▸ **What to work on**
Copy each of the entries below word for word, keeping every line as it appears.

▸ **Input rows**
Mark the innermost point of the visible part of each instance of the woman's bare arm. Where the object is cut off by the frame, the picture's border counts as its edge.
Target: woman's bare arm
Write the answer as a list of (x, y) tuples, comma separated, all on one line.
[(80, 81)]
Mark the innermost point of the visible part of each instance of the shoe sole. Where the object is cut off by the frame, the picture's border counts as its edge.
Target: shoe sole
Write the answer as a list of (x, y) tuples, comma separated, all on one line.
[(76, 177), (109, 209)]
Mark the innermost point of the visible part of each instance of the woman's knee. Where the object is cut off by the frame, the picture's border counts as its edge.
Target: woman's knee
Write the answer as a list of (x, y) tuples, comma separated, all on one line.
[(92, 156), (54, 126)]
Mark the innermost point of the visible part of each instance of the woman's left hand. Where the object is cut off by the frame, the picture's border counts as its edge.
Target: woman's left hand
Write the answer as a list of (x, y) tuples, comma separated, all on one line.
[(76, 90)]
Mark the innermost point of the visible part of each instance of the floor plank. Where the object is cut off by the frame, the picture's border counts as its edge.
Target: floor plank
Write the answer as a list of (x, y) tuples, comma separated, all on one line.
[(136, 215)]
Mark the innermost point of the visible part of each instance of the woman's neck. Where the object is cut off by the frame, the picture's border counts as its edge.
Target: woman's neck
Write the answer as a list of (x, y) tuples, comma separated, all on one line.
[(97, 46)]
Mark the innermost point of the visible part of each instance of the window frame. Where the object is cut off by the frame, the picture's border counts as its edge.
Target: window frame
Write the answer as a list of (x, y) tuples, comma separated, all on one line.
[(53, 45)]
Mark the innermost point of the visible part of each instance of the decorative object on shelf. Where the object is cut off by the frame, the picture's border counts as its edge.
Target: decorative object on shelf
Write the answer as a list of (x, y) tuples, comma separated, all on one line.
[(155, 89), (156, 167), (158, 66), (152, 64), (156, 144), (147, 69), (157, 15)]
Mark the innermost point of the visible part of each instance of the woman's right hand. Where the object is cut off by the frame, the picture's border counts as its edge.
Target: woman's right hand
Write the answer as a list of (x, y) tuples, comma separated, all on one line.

▸ **Written reply**
Mark the innermost point of the visible part of each instance of the woman's bare arm. Where the object is cut off by the frame, the picture's border counts as its edge.
Target: woman's bare arm
Write the answer as a list of (x, y) tuples, comma separated, all on one line.
[(80, 81)]
Mark the innermost point of the visible part of each instance of the shoe sole. Where the object is cut off by the frame, the picture's border counts as its edge.
Target: shoe sole
Write the answer as a list of (x, y) tuples, comma separated, all on one line.
[(76, 177), (109, 209)]
Mark the innermost point of the visible part of each instance of the woman's knee. Where the object is cut off by the frame, the picture's border counts as its edge.
Target: woman's knee
Write the answer as a list of (x, y) tuples, comma separated, all on one line.
[(92, 156), (54, 126)]
Mark the innermost point of the visible part of each instance of the woman's left hand. Where the object is cut off by the frame, the picture's border counts as its edge.
Target: woman's left hand
Write the answer as a list of (x, y) tuples, comma separated, all on one line.
[(76, 90)]
Mark the innermost point of the visible part of each instance of the floor plank. Where the object is cut off by the frame, the picture's border counts as its edge.
Target: floor plank
Write the answer as a list of (x, y) tuples, comma separated, all on one line.
[(136, 215)]
Mark the innermost point of the visible part of each instance of the woman's neck. Where the object is cut off by the frame, the picture's border counts as its edge.
Target: woman's neck
Write the answer as a list of (x, y) tuples, comma separated, all on one line.
[(97, 46)]
Mark the innermost point of the visible part of each instance of the window frame. Where the object is cut off by the frame, the picture's border counts as its edge.
Target: window frame
Write the answer as a list of (x, y) tuples, comma separated, all on one line.
[(53, 45)]
Mark the innermost point of the visible part of each instance of the decorative object on shelf. Where the object is cut off by the frame, the picture's border counts as its edge.
Target: decorative object on shelf
Write the answer as a list of (x, y) tuples, comma separated, all on one line.
[(155, 89), (156, 167), (158, 66), (152, 64), (156, 144), (147, 69), (157, 15)]
Mark the innermost point of the visible part of each instance of the woman's right hand. Where the object is cut off by the frame, the picture's border counts as its edge.
Target: woman's right hand
Write the answer as a list of (x, y) tuples, comma separated, all on one line.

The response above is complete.